▶ **What you will do**:
Transcribe the whole listing without a single picture.

▶ **Records supplied**:
• • • •

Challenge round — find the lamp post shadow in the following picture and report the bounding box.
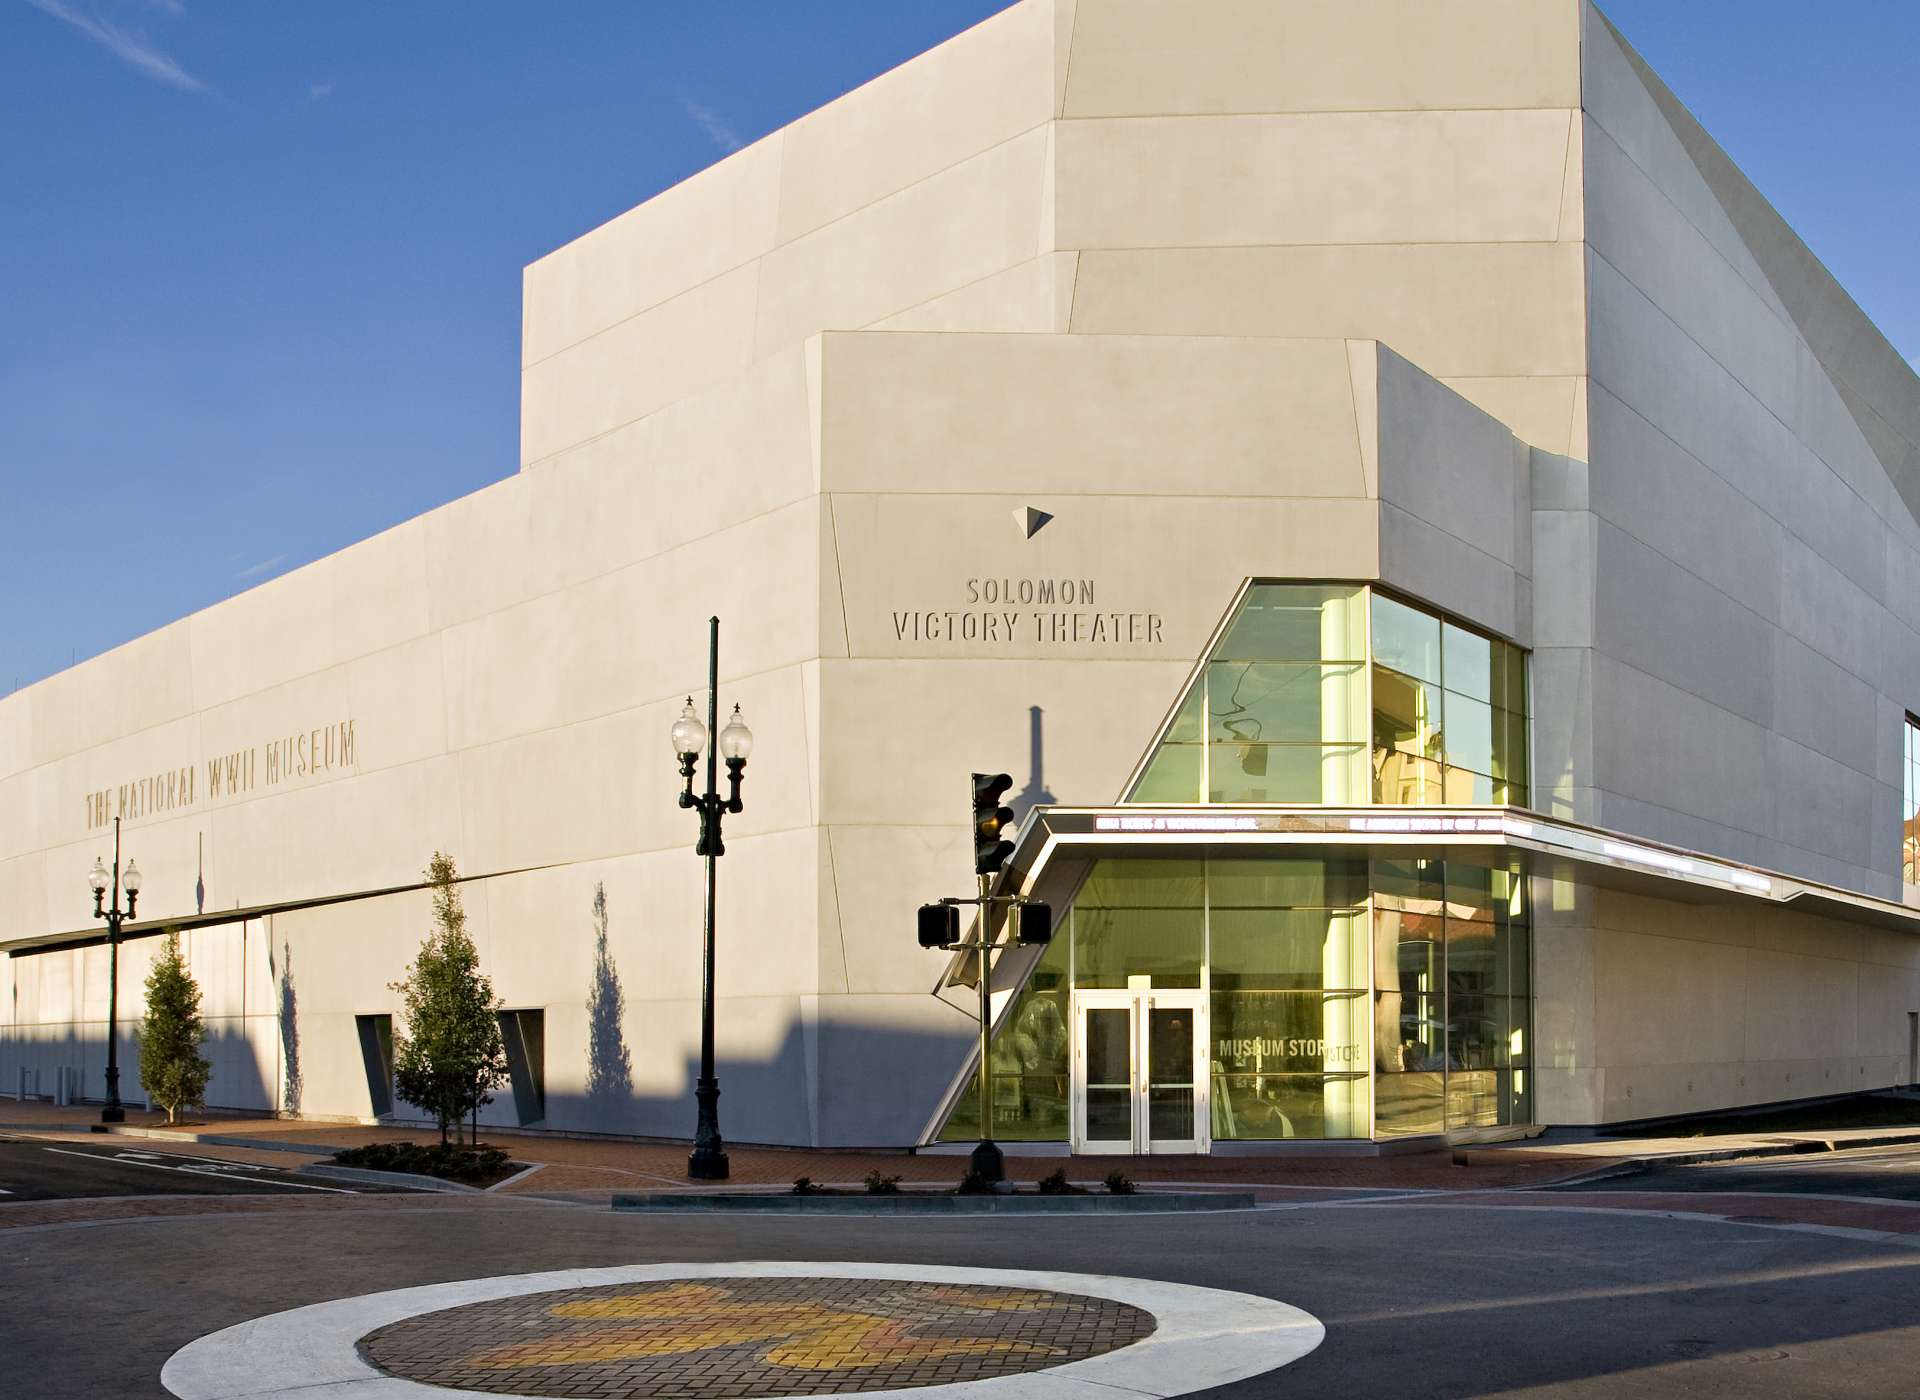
[1012,704,1057,826]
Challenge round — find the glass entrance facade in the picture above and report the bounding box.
[936,854,1532,1144]
[934,581,1535,1148]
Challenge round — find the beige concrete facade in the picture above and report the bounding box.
[5,1,1919,1144]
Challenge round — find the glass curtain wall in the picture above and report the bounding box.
[1372,858,1531,1135]
[1128,584,1527,808]
[936,855,1530,1143]
[1903,716,1920,885]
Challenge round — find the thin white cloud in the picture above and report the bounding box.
[26,0,208,94]
[235,554,286,581]
[681,97,742,154]
[308,79,335,102]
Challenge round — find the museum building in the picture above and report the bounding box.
[5,0,1920,1153]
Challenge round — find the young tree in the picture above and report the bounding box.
[389,852,508,1145]
[138,930,211,1125]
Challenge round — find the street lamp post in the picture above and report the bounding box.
[86,818,143,1125]
[671,616,754,1181]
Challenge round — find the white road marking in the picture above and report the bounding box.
[40,1147,357,1194]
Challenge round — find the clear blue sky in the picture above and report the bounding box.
[3,1,1916,694]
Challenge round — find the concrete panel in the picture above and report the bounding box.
[520,262,760,467]
[1778,534,1881,687]
[817,657,1192,826]
[1591,520,1773,729]
[868,252,1078,334]
[1770,634,1878,781]
[812,993,976,1146]
[828,490,1375,663]
[1442,377,1582,458]
[821,332,1369,499]
[1592,926,1748,1069]
[1587,252,1800,528]
[1532,510,1593,652]
[1764,733,1876,870]
[30,621,197,768]
[773,0,1054,243]
[1054,109,1571,249]
[753,127,1049,358]
[1578,17,1787,323]
[824,824,975,995]
[1590,654,1769,843]
[1585,125,1797,424]
[1072,243,1588,378]
[1793,340,1897,528]
[1743,945,1860,1064]
[1062,0,1581,117]
[186,522,430,714]
[1376,345,1525,569]
[521,347,818,582]
[522,136,784,368]
[1586,384,1784,624]
[1530,648,1594,822]
[0,692,29,781]
[1378,503,1521,644]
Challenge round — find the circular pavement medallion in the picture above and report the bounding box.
[162,1262,1325,1400]
[358,1276,1156,1396]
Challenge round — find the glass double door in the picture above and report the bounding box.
[1072,990,1209,1155]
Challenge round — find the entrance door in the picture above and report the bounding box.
[1071,990,1208,1155]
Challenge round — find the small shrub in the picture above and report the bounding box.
[1104,1168,1136,1196]
[330,1141,514,1187]
[791,1176,823,1196]
[956,1167,998,1195]
[863,1170,902,1195]
[1036,1167,1081,1195]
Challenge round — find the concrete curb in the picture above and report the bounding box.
[612,1190,1256,1214]
[295,1163,479,1194]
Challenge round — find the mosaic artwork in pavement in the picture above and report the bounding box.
[357,1275,1158,1396]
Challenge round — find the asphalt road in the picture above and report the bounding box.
[1571,1142,1920,1201]
[0,1134,404,1200]
[4,1189,1918,1398]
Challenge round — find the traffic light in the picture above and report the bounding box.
[917,902,960,949]
[972,772,1015,876]
[1012,900,1052,946]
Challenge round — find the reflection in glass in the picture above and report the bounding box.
[1130,583,1528,812]
[1442,621,1492,702]
[1372,594,1442,683]
[1148,1006,1196,1141]
[1084,1007,1133,1142]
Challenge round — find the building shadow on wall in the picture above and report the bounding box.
[1,1021,276,1121]
[279,941,301,1118]
[1012,704,1057,825]
[584,882,633,1115]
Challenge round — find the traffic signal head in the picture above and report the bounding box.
[917,903,960,949]
[1012,900,1052,946]
[972,771,1016,876]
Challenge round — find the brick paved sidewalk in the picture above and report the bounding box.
[3,1099,1619,1194]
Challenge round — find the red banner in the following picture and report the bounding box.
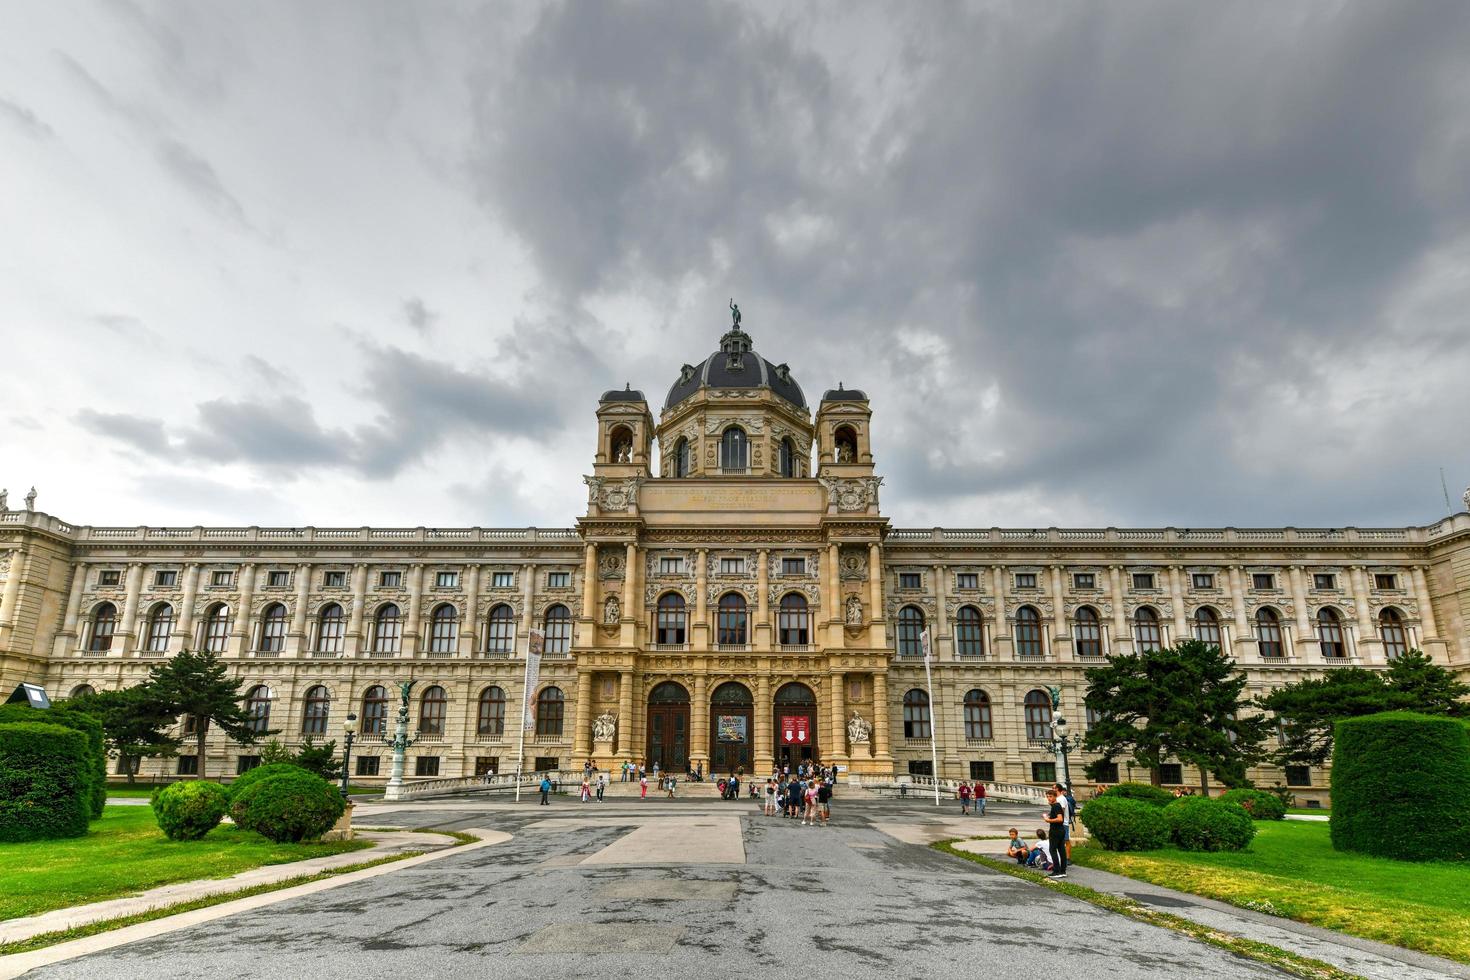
[781,715,810,744]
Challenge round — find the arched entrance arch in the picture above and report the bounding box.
[709,681,753,775]
[646,681,690,774]
[774,682,818,769]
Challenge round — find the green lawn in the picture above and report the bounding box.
[105,782,384,799]
[0,806,371,921]
[1070,820,1470,963]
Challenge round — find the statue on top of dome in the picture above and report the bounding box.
[729,298,741,329]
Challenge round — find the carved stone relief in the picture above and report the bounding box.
[819,476,883,512]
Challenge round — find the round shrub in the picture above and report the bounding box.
[1331,711,1470,862]
[0,704,106,819]
[236,770,345,842]
[1078,794,1170,851]
[1165,796,1256,851]
[151,780,229,841]
[227,763,307,805]
[0,722,91,842]
[1218,788,1286,821]
[1102,781,1174,807]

• • • •

▶ **The completed task**:
Challenge round — find the lamp post shadow in the following picture and report the bounding box.
[1012,704,1057,826]
Challenge round — find the glass entrance facade in the picture above and report the bounding box.
[936,854,1532,1144]
[934,581,1535,1148]
Challenge round — find the beige concrete facade in the picture above and report the bounding box.
[5,1,1919,1144]
Challenge round — find the glass curtain wall in the picture above and report the bounding box.
[1372,858,1531,1135]
[1128,584,1527,808]
[936,855,1530,1143]
[1903,716,1920,885]
Challenge round — find the thin white cloud in the picture above and report the bounding box.
[26,0,208,94]
[235,554,286,581]
[681,97,742,154]
[308,79,335,102]
Challenge round — find the museum building in the picture above and report the bounding box.
[5,0,1920,1153]
Challenge round — find the young tree in the picture above and report the bounding box.
[389,852,508,1145]
[138,930,211,1125]
Challenge round — find the street lamp post in the picture above and report the bounding box.
[86,818,143,1125]
[671,616,754,1181]
Challenge round — find the white road marking in the picture above and report the bounding box.
[40,1147,357,1194]
Challenge round — find the clear blue sky in the picture above and report the bounding box.
[3,1,1916,694]
Challenge round — find the concrete panel in the picture above and report the bounding box.
[520,262,760,467]
[1778,534,1881,687]
[817,657,1192,826]
[1591,520,1773,729]
[868,252,1078,334]
[1770,634,1878,781]
[812,993,976,1146]
[828,490,1375,663]
[1442,377,1582,458]
[821,332,1369,499]
[1592,926,1748,1069]
[1587,252,1800,528]
[1532,510,1593,652]
[1764,733,1876,870]
[30,621,197,768]
[773,0,1054,243]
[1054,109,1571,249]
[753,127,1049,358]
[1578,17,1787,323]
[824,824,975,995]
[1590,654,1769,843]
[1585,125,1797,424]
[1072,243,1588,378]
[1793,340,1897,528]
[1743,945,1860,1064]
[1062,0,1581,117]
[186,522,430,714]
[1376,345,1525,569]
[521,347,818,582]
[522,136,784,368]
[1586,384,1784,624]
[1530,648,1594,822]
[0,692,29,781]
[1378,503,1521,644]
Challenge round — find the circular pavement medallion in the picture above and report the bounding box.
[162,1262,1325,1400]
[358,1276,1156,1396]
Challenge round — find the glass double door in the picture above and report the bounding box.
[1072,990,1209,1155]
Challenge round — find the entrance door in the picture above and report the bounding box.
[1071,990,1208,1155]
Challenge round — find the small shrub in the picture above and report the bounding box.
[1104,1168,1136,1196]
[330,1141,514,1187]
[791,1176,823,1196]
[956,1167,998,1195]
[863,1170,902,1195]
[1036,1167,1081,1195]
Challenge round — find the concrete curb in the picture above and report the bounding box.
[612,1190,1256,1214]
[295,1163,479,1194]
Challenge round — find the mosaic artwork in pavement in the picture above and report the bounding box.
[357,1275,1158,1396]
Challenge round — find the asphalt road in the picture above and report the bounding box.
[1571,1142,1920,1201]
[0,1134,404,1200]
[4,1189,1918,1398]
Challenge round — find the traffic light in the picture above and report the bounding box.
[917,902,960,949]
[972,772,1015,876]
[1012,900,1052,946]
Challenge round — find the reflection in glass in the picture above and report the bounding box.
[1130,583,1528,812]
[1442,621,1492,702]
[1372,594,1442,683]
[1148,1006,1196,1141]
[1084,1007,1133,1142]
Challenge round — find the building shadow on wall in the picture above and report the bounding box.
[1,1021,276,1121]
[279,941,301,1118]
[1012,704,1057,825]
[584,882,633,1115]
Challenge round — find the traffic signal head in the picture above and report the bounding box.
[917,903,960,949]
[1012,900,1052,946]
[972,771,1016,876]
Challenge round — find the brick paved sidewalk in the picture above and report the bounding box.
[3,1099,1619,1194]
Challenge round — find the red banner in the following picture and report the bounding box.
[781,715,810,744]
Challenge round — find the arched entrance arch in the picture above and report the bounding box.
[709,681,753,775]
[646,681,690,774]
[774,682,818,769]
Challenge round — find the green lawn in the picture above and report the bounding box.
[105,782,384,799]
[0,806,371,921]
[1070,820,1470,963]
Challenge round — find the statue on top of dome in the picture above and report the bounding box.
[729,298,741,329]
Challenge round — find the carved stone relief in the picture above and report the bounding box.
[819,476,883,512]
Challenge round — find the round shrub in the picture above and report the bounding box.
[1331,711,1470,862]
[0,704,106,819]
[236,770,345,842]
[1078,794,1170,851]
[1165,796,1256,851]
[151,780,229,841]
[227,763,307,805]
[0,722,91,842]
[1218,788,1286,821]
[1102,781,1174,807]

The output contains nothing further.